§ Records identifying positions:
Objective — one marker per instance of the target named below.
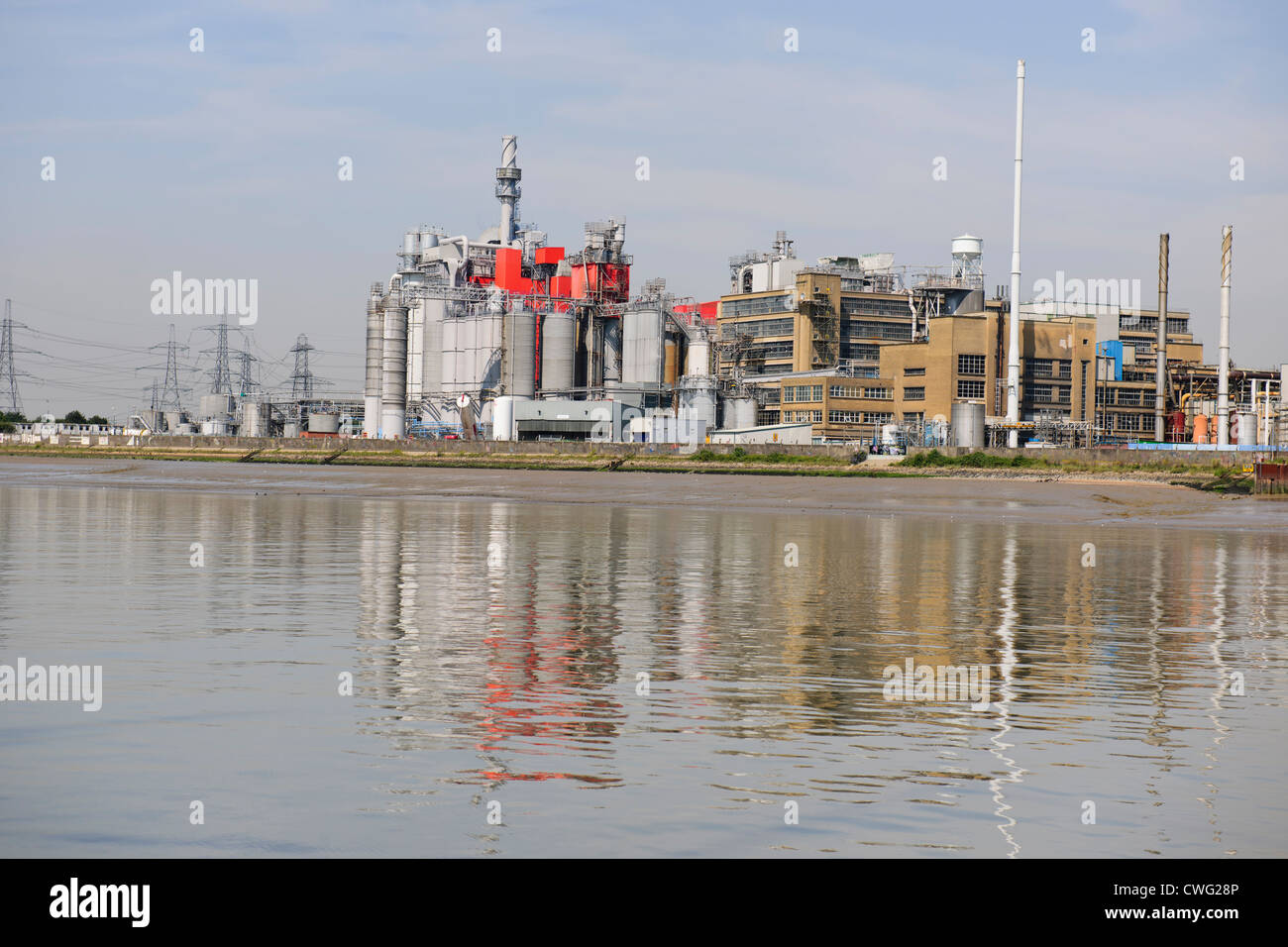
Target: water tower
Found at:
(969, 261)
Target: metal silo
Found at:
(375, 363)
(697, 395)
(518, 365)
(612, 351)
(432, 372)
(416, 352)
(393, 394)
(642, 347)
(558, 341)
(967, 424)
(739, 412)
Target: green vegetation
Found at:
(978, 460)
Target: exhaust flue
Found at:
(1160, 375)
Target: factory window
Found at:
(758, 329)
(861, 352)
(773, 350)
(889, 331)
(760, 305)
(1050, 368)
(867, 305)
(1048, 394)
(1082, 395)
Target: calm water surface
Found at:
(496, 647)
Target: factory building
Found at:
(506, 337)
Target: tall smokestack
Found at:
(1160, 373)
(1223, 392)
(1013, 361)
(507, 185)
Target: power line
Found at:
(8, 373)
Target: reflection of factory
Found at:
(506, 337)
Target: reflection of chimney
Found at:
(1160, 373)
(507, 187)
(1013, 356)
(1223, 392)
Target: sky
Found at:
(226, 162)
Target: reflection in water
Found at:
(1006, 692)
(497, 650)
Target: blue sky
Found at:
(223, 162)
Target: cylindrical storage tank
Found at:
(558, 331)
(393, 394)
(502, 419)
(323, 423)
(612, 351)
(1247, 429)
(416, 354)
(969, 424)
(739, 412)
(698, 360)
(252, 420)
(432, 373)
(518, 365)
(375, 361)
(698, 399)
(485, 369)
(642, 347)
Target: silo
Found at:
(415, 352)
(485, 369)
(642, 347)
(739, 412)
(558, 331)
(323, 423)
(698, 360)
(450, 357)
(967, 424)
(612, 351)
(393, 394)
(1247, 428)
(375, 361)
(698, 399)
(432, 372)
(518, 367)
(502, 419)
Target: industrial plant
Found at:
(505, 337)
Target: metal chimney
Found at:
(507, 187)
(1013, 361)
(1160, 373)
(1223, 392)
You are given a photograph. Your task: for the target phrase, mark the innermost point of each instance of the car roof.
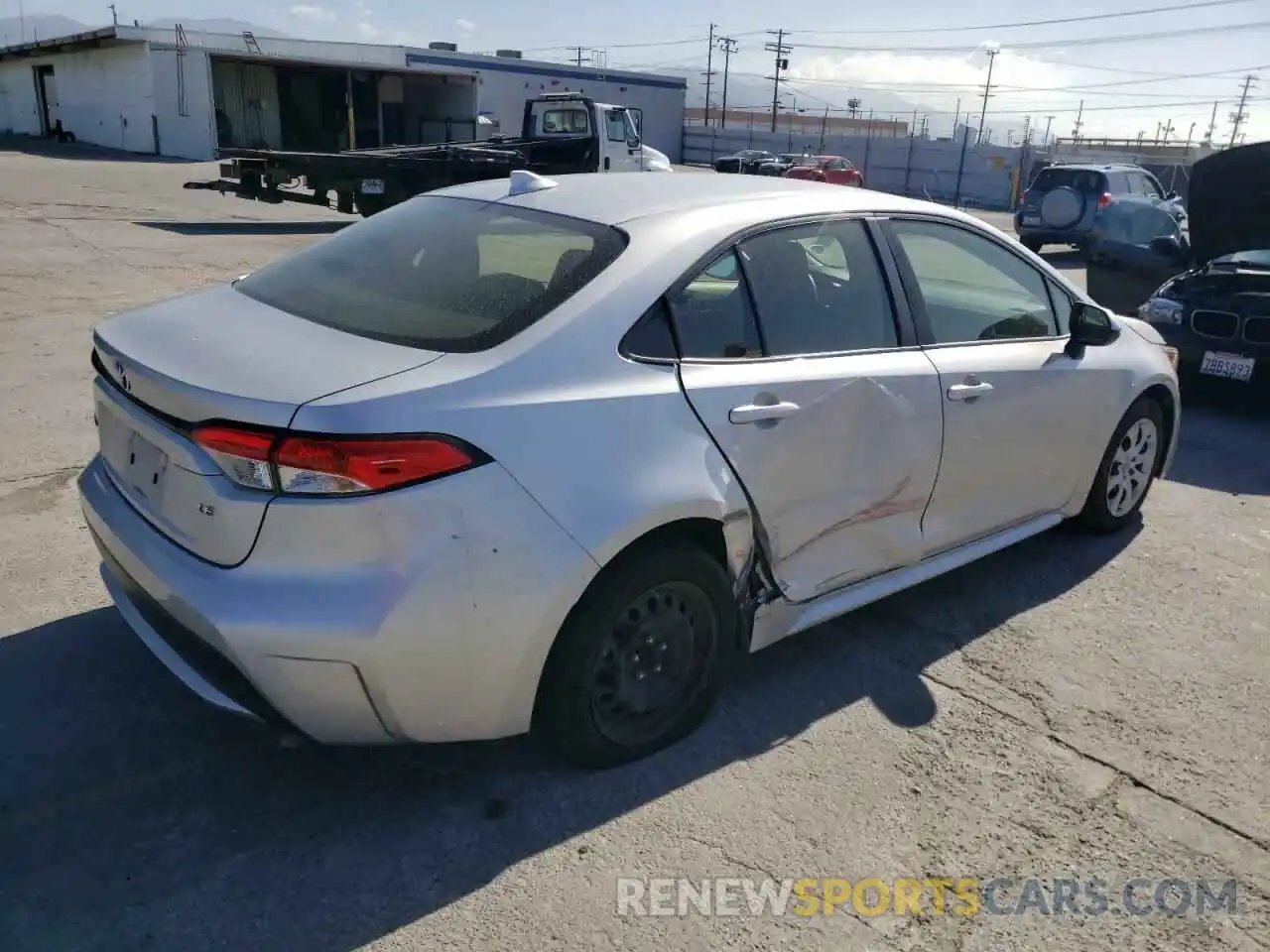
(617, 198)
(1097, 167)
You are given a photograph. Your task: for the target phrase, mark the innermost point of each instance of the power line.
(1049, 44)
(1239, 116)
(1003, 89)
(1088, 18)
(781, 51)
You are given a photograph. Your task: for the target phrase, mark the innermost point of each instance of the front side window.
(566, 122)
(617, 126)
(712, 315)
(820, 290)
(970, 287)
(440, 273)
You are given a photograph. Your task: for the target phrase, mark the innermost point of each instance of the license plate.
(1230, 366)
(144, 466)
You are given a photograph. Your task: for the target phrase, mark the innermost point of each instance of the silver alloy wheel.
(1132, 466)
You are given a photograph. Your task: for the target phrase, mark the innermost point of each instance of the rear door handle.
(757, 413)
(968, 391)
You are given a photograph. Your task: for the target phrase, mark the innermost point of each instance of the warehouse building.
(182, 93)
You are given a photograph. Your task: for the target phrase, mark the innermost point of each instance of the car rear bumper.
(425, 615)
(1051, 236)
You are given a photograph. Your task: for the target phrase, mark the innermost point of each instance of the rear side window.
(1082, 180)
(440, 273)
(712, 315)
(1147, 185)
(820, 290)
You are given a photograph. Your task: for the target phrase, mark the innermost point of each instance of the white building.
(180, 93)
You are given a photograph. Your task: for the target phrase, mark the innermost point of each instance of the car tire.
(1115, 495)
(597, 703)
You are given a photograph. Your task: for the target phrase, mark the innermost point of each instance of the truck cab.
(612, 128)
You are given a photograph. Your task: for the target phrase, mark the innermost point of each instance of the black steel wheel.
(640, 660)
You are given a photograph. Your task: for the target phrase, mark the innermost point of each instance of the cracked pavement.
(1071, 707)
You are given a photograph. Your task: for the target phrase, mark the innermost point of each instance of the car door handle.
(968, 391)
(757, 413)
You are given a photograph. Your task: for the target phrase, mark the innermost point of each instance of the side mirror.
(1089, 325)
(1167, 246)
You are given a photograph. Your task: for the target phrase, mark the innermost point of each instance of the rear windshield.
(440, 273)
(1083, 180)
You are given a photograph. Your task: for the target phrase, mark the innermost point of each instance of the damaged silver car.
(549, 454)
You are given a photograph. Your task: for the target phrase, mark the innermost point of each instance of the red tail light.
(314, 465)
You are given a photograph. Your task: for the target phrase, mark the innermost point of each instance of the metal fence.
(943, 171)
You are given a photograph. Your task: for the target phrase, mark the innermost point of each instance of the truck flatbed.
(372, 179)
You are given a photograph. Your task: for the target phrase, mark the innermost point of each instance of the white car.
(549, 453)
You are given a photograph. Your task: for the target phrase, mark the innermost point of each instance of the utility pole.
(708, 75)
(781, 63)
(987, 91)
(728, 46)
(1239, 116)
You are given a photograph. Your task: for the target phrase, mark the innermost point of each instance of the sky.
(1134, 72)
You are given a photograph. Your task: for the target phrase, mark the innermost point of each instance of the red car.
(832, 169)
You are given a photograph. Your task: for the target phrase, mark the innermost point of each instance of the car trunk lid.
(213, 356)
(1228, 202)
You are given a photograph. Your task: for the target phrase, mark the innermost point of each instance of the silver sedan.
(547, 454)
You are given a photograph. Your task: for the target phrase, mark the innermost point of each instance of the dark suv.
(1203, 284)
(1062, 203)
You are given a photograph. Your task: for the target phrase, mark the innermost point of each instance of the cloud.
(314, 14)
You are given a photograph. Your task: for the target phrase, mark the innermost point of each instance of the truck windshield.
(440, 273)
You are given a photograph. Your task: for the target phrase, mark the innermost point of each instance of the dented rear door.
(837, 447)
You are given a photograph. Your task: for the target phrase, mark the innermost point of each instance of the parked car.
(1205, 284)
(1064, 202)
(832, 169)
(746, 162)
(547, 456)
(783, 163)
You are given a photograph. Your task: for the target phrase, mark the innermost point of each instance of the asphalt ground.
(1074, 708)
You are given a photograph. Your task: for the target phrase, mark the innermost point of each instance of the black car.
(1206, 284)
(781, 164)
(746, 162)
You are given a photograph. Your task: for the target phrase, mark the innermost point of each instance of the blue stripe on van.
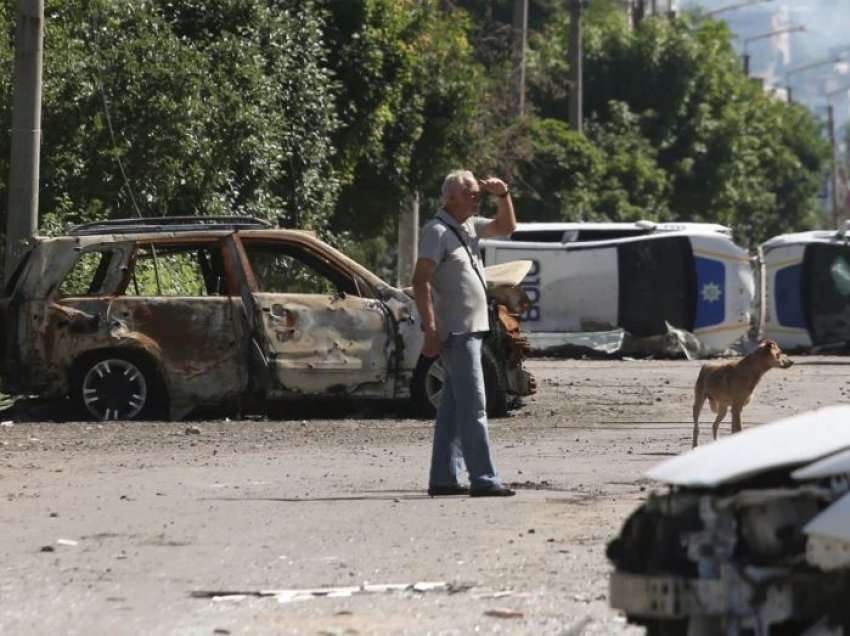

§ Task statement:
Rewrite the entire listing with every "Found at" changed to "Located at" and nothing else altered. Omit the pictures from your answer.

§ Exercise result:
Objective — one marker per instance of the target named below.
Target: water tower
Located at:
(969, 261)
Target: metal silo
Located at:
(375, 363)
(697, 395)
(518, 365)
(612, 351)
(432, 372)
(416, 352)
(393, 394)
(642, 347)
(558, 341)
(967, 424)
(739, 412)
Target: green vegetation
Located at:
(978, 460)
Target: exhaust flue
Located at:
(1160, 375)
Target: factory window
Located at:
(758, 329)
(861, 352)
(773, 350)
(889, 331)
(760, 305)
(1050, 368)
(867, 305)
(1048, 394)
(1082, 395)
Target: calm water surface
Located at:
(496, 647)
Target: factory building
Located at:
(506, 337)
Target: tall smokestack
Located at:
(1160, 373)
(1223, 392)
(1013, 361)
(507, 185)
Target: power line
Located at:
(8, 373)
Target: reflection of factory
Located at:
(506, 337)
Target: reflection of chimney
Located at:
(1160, 373)
(507, 187)
(1013, 356)
(1223, 392)
Target: sky
Located at:
(226, 162)
Target: reflection in water
Located at:
(1006, 692)
(497, 650)
Target: blue sky
Located at:
(223, 162)
Target: cylindrical storage tank
Located at:
(558, 331)
(393, 394)
(502, 419)
(323, 423)
(612, 351)
(1247, 429)
(416, 354)
(969, 424)
(739, 412)
(698, 360)
(252, 420)
(432, 373)
(518, 365)
(375, 361)
(698, 399)
(485, 369)
(642, 347)
Target: silo
Located at:
(415, 352)
(485, 369)
(642, 347)
(739, 412)
(558, 331)
(323, 423)
(698, 360)
(450, 357)
(967, 424)
(612, 351)
(393, 394)
(1247, 428)
(375, 361)
(698, 399)
(432, 372)
(518, 367)
(502, 419)
Target: industrial plant
Located at:
(505, 337)
Target: metal chimney
Located at:
(507, 187)
(1013, 361)
(1160, 373)
(1223, 392)
You are given a photograph. Your task: for the target phrase, mark the innermost point of each instance of the car roof.
(617, 198)
(1097, 167)
You are given a photograph. Your task: for the target phrase, mark the innermost point of each instance of the power line.
(1049, 44)
(1239, 116)
(1003, 89)
(1088, 18)
(781, 51)
You are given a photograph. Your task: for the target phrase, mark the innermost point of each instance of the front side window.
(566, 122)
(617, 126)
(712, 315)
(820, 290)
(970, 287)
(440, 273)
You are given a photograph. Your task: for the target phrase, mark the innermost point of each instance of the license plate.
(1230, 366)
(144, 466)
You are given a photograph. Your task: for the target phrase, mark the innermost point of each instance of the silver alloy wheel.
(1132, 466)
You are given a photograph. Your task: for the target phrase, mark the innermost point of each instance of the rear door handle.
(757, 413)
(968, 391)
You are given a photograph. Your task: for the target phrase, mark the innermost point of each instance of the warehouse building.
(182, 93)
You are given a photograph. Your task: for the target phrase, mark the innermost point of each instance of the car rear bumper.
(425, 615)
(1051, 236)
You are given a photograph. Your task: for the target phrase, mark the innermost point of each instance of the rear side window.
(1082, 180)
(440, 273)
(712, 315)
(1147, 185)
(820, 290)
You are given a photograph. Your task: for the target phrase, mark the innermost point of each instance of the white building.
(180, 93)
You are given a photograph. Your task: for the target phrase, mark the innermost point of each instance of the car tire.
(1115, 495)
(597, 703)
You are given a photograph. Your task: for the target phrase, mark the innermost point of each instance of the truck cab.
(612, 128)
You are given a photograph. Your task: for the target phrase, mark the innermost point of each instance of the black steel wheel.
(640, 660)
You are given a photograph. Your task: for the target phrase, mark the innermost point of each instance of the cracked pavement.
(1071, 707)
You are given a photograph. Your task: for the target phrase, mark the innermost point of each instance of the car door handle.
(968, 391)
(757, 413)
You are given a photograph. Your task: for the target phrase, mark the innermost point of each instance of the side mirror.
(1089, 325)
(1167, 246)
You are given a photograph. Your task: for the target phrase, mark the innermost point of each instance of the rear windshield.
(440, 273)
(1083, 180)
You are given a photograph. Your task: for the target phrase, mark the innermost point of each instance of the damaged silver car.
(549, 454)
You are given a photograph. Your task: for the target phrase, mark the innermost point of each instance of the red tail light.
(314, 465)
You are given a photograph. Your task: for the target phrase, mark the innermost point of each instance of the metal fence.
(943, 171)
You are given a photograph. Your task: for the target phrase, mark the innermost point of each instance of the truck flatbed.
(372, 179)
You are given a photograph. Your task: for the target phrase, mark the innermost point of each instance of the white car.
(549, 453)
You are given a photograph. Your task: for the target phrase, mark the innermost point of each instance of the utility pole.
(708, 75)
(781, 63)
(987, 91)
(728, 46)
(1239, 116)
You are given a photograph. Your task: for the target phrase, mark the innermost point of each instance of the sky.
(1134, 72)
You are given a photograph. Your task: for the target phrase, mark the innermost point of each instance of the red car.
(832, 169)
You are given a photograph. Your task: for the target phrase, mark the innermost point of each instance of the car trunk lid.
(213, 356)
(1228, 202)
You are given a photograph. Your task: for the target phrase, mark the innermost point of each instance of the silver sedan.
(547, 454)
You are given a photograph. Your task: for the target phrase, mark the innermost point of each instance of the dark suv.
(1203, 284)
(1062, 203)
You are given a photograph. Your task: for the target phrase, mark the innermost point of each instance of the cloud.
(314, 14)
You are given a photograph. Your task: for the target phrase, mark the innermost point of each instance of the truck windshield.
(440, 273)
You are given a photograph. Your task: for the target phrase, mark the innermost point of each instance of the dented rear door.
(837, 447)
You are given a photograph. Your task: for the target phrase, mark the innermost point of each instance of the parked car.
(1205, 284)
(1064, 202)
(832, 169)
(746, 162)
(547, 456)
(783, 163)
You are given a photograph. Your task: for the target phrase, mark the innermost point of each instance of the asphalt ground.
(1074, 708)
You are given a photograph. Your task: for the target phrase, mark the innermost point of each instance of the black car.
(1206, 284)
(781, 164)
(746, 162)
You are given a photograph. Your task: for the target phrase, mark the innermost point of each instance of the blue stripe on van.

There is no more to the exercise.